--- Task objective ---
Recast every row below as a numbered list, leaving out any blank lines.

-- BEGIN --

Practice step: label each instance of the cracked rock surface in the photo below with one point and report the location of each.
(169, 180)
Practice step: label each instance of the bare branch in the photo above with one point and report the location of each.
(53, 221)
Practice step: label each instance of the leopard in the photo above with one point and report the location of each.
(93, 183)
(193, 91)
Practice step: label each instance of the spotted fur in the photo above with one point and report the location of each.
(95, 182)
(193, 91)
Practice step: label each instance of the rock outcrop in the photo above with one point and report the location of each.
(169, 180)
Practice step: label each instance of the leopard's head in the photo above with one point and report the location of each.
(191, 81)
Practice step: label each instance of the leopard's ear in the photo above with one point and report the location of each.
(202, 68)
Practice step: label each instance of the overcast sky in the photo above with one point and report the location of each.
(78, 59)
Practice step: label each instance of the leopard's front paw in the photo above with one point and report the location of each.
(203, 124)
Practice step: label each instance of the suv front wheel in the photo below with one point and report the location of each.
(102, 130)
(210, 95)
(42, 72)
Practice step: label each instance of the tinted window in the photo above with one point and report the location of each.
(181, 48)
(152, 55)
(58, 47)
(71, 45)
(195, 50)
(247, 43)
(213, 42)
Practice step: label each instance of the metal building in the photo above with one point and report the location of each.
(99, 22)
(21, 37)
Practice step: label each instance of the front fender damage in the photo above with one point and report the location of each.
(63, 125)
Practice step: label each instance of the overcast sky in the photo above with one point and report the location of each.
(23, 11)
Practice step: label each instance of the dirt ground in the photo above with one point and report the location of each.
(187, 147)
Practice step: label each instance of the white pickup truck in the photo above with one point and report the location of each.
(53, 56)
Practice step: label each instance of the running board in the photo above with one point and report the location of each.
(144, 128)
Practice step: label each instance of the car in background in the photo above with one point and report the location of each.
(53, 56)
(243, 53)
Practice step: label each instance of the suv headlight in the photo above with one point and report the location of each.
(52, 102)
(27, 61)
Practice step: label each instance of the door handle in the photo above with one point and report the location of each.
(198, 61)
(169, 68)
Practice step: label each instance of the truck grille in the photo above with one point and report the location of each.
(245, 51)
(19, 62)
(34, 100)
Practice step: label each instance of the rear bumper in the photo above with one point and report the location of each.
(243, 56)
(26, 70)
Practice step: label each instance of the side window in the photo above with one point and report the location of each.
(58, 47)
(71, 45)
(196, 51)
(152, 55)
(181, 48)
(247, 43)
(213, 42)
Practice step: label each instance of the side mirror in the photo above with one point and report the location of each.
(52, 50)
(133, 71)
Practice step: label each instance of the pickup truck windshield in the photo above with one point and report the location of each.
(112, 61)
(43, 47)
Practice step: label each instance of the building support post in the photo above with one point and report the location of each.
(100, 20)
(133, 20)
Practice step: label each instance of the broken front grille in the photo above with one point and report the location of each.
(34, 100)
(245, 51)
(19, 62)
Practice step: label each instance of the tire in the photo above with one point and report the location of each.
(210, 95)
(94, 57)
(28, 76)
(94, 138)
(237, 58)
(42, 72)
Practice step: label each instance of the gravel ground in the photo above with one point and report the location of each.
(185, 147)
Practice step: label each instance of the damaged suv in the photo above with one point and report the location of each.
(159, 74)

-- END --

--- Task answer ---
1. Practice step: label each instance of the cracked rock surface in the photo below with one point and report the location of each.
2. (169, 180)
3. Practice step: label each instance of the bare branch in the photo above with one point and report the location of each.
4. (53, 221)
5. Practice step: label each instance of the leopard in the photo above with one point and report the location of each.
6. (93, 183)
7. (193, 91)
8. Practice step: label each instance of the spotted fur in the photo above with one point and report the location of each.
9. (95, 182)
10. (193, 91)
11. Practice step: label each instance of the rock outcrop in the photo above with one point and report the location of each.
12. (169, 180)
13. Practice step: label each instance of the leopard's head in the photo above with one point and report the location of each.
14. (191, 81)
15. Practice step: label each instance of the leopard's ear in the photo above with one point and report the location of each.
16. (202, 68)
17. Practice step: label each instance of the overcast sky in the photo above with one point and report the location of each.
18. (78, 59)
19. Practice step: label each instance of the leopard's front paw in the photo above with one point and report the location of each.
20. (203, 124)
21. Practice step: label each instance of the suv front wheel in the photo below with one point and report the location of each.
22. (102, 130)
23. (210, 95)
24. (42, 72)
25. Practice step: label each instance of the tinted window in the photo above with one point and report the location of each.
26. (181, 48)
27. (152, 55)
28. (58, 47)
29. (71, 45)
30. (195, 50)
31. (247, 43)
32. (213, 42)
33. Practice step: label each instance of the metal building in the photo above with one point and report the location of each.
34. (99, 22)
35. (21, 37)
36. Practice step: label each instance of the front fender damage in the photo above with one point and report the location of each.
37. (63, 125)
38. Practice step: label each instance of the overcast sky in the photo above with one point and report the location of each.
39. (23, 11)
40. Practice step: label each instance of the dirt ground in the photo above with one point and report the location of each.
41. (187, 147)
42. Practice step: label each instance of the white pickup truck in the photo above with one point and report the location of each.
43. (53, 56)
44. Practice step: label each instance of the running board in the photo above with one point and report the location of each.
45. (144, 128)
46. Practice step: label each instance of the car in background in the photo above with one point and report the location of each.
47. (53, 56)
48. (243, 53)
49. Practice step: label each instance of the suv headlight in the photo above with one point and report the location of each.
50. (52, 102)
51. (27, 61)
52. Practice step: label each instance of the door handle in the photo above with one point and report the location of each.
53. (198, 61)
54. (169, 68)
55. Practice step: label each instance of the truck grille in the photo above with one point and report the location of each.
56. (245, 51)
57. (19, 62)
58. (34, 100)
59. Practice step: label each instance of the rear bumper in the photo above with one point and report the location of each.
60. (243, 56)
61. (26, 70)
62. Practice step: label each instance of the side window in the photo above with one point and report the location of each.
63. (58, 47)
64. (71, 45)
65. (196, 51)
66. (152, 55)
67. (181, 48)
68. (247, 43)
69. (213, 42)
70. Practice step: label each instance of the side mirror in the photo above with one point and report the location of each.
71. (52, 50)
72. (133, 71)
73. Practice step: label each instance of the pickup truck windshield in the photo above with one point and report the location of each.
74. (112, 61)
75. (43, 47)
76. Practice step: label each instance of the building support post in the photo above with one point and report the location of each.
77. (100, 20)
78. (133, 20)
79. Practice step: label each instance of the broken front grille in the photo above with one point and report the location of each.
80. (34, 100)
81. (245, 51)
82. (19, 62)
83. Practice step: label each instance of the tire in the photo above with one point and report the location of each.
84. (210, 95)
85. (94, 57)
86. (28, 76)
87. (94, 138)
88. (237, 58)
89. (42, 72)
90. Practice step: label each instance of the gravel ground in the photo above with one point and report the location of each.
91. (185, 147)
92. Practice step: label each instance of the damaged suv in the photo above with one point and report the location of each.
93. (159, 74)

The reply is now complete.